» PROVIDED TEXT:
○ ○ ○ ○ ○

Universal Studios Dubailand
- Interactive map of Universal Studios Dubailand
- Location: Dubailand, Dubai, United Arab Emirates
- Coordinates: 25°3′33″N 55°23′0″E﻿ / ﻿25.05917°N 55.38333°E
- Status: Cancelled
- Owner: Dubai Holding
- Operated by: Universal Destinations & Experiences
- Area: 20,000,000 square feet (1,900,000 m^{2})

Attractions
- Total: 12 (planned)
- Roller coasters: 4 (planned)
- Water rides: 2 (planned)

= Universal Studios Dubailand =

Cancelled theme park in Dubai

Universal Studios Dubailand was a proposed Universal Studios theme park in Dubai, United Arab Emirates. Originally planned to be built within Dubailand, a future entertainment mega-complex, the project broke ground in July 2008 but stalled a short time later. On October 27, 2016, officials announced the permanent cancellation of the project.

==Development==
Universal Studios Dubailand was a joint venture costing over 8 billion dirhams ($2.2 billion US) between Universal Studios and Tatweer, a subsidiary of Dubai Holdings. The theme park was announced in April 2007 with a theme park plan that expected to attract 5 million visitors annually and was scheduled to be completed in 2010.

The project broke ground on July 27, 2008, but the Great Recession prompted the developers to delay further development, and push back the opening from 2010 to 2012. However, no construction work on the project site had been reported since early 2009. By mid-2012, the only public evidence of the project was a gate bearing the Universal Studios logo.

The identity of the Dubai joint venture partner was no longer clear, as Tatweer was dissolved in mid-2010, with most of its assets merged into TECOM or other members of Dubai Holdings. In April 2011, Universal was once again in talks with Dubai officials about finishing the Universal park. By late 2012, there had still not been any construction progress on the proposed site. In late November 2012, Dubai's ruler, Mohammed bin Rashid Al Maktoum, announced Dubai's renewed intentions to invest in an array of development projects in the desert just outside central Dubai, including the world's largest mall and an attached Universal Studios branded "family entertainment centre".

○ ○ ○ ○ ○

» SOURCE MATERIAL:
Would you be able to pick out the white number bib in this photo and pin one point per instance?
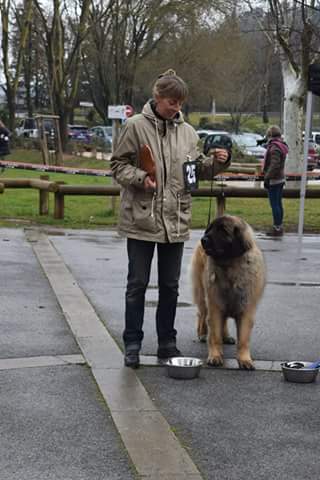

○ ○ ○ ○ ○

» WORK INSTRUCTIONS: Pick up the text about Universal Studios Dubailand from its last sentence and keep writing it.

» RESPONSE:
On October 27, 2016, plans for the Universal Studios Dubailand theme park had officially been scrapped and have not been revisited.

==Themed areas==

===Hollywood===
The area was to be designed a lot like Universal Studios Florida's Hollywood area. It was expected to feature a Mel's Diner building as seen at Universal's Florida, Japan, and Singapore parks. Restaurant chain Planet Hollywood was thought to be planning on opening their largest restaurant in the area.

===New York===
A heavily themed area featuring a Blues Brothers outdoor show and a Hooray for Bollywood indoor show. The area was also expected to feature an air-conditioned undercover Gramercy Park Square. There was also going to be both a trackless dark-ride shooter themed to Ghostbusters and a Men in Black rollercoaster, which would have been a clone of The Incredible Hulk Coaster at Universal Islands of Adventure.

===Surf City===
A boardwalk/beach themed area for kids was expected to feature Woody Woodpecker's Nuthouse Coaster, Curious George takes a ride (slot car ride similar to autopia) . and three attractions based on Sesame Street (a sand castle themed carousel, a live stage show and Sesame Street 4-D Movie Magic), as Sesame Workshop signed an agreement in February 2009

===Epic Adventures===
Epic Adventures would have been the home to Jurassic Park Rapids Adventure, Waterworld, and a new King Kong dueling roller coaster which would have been a clone of Dueling Dragons from Universal's Islands Of Adventure.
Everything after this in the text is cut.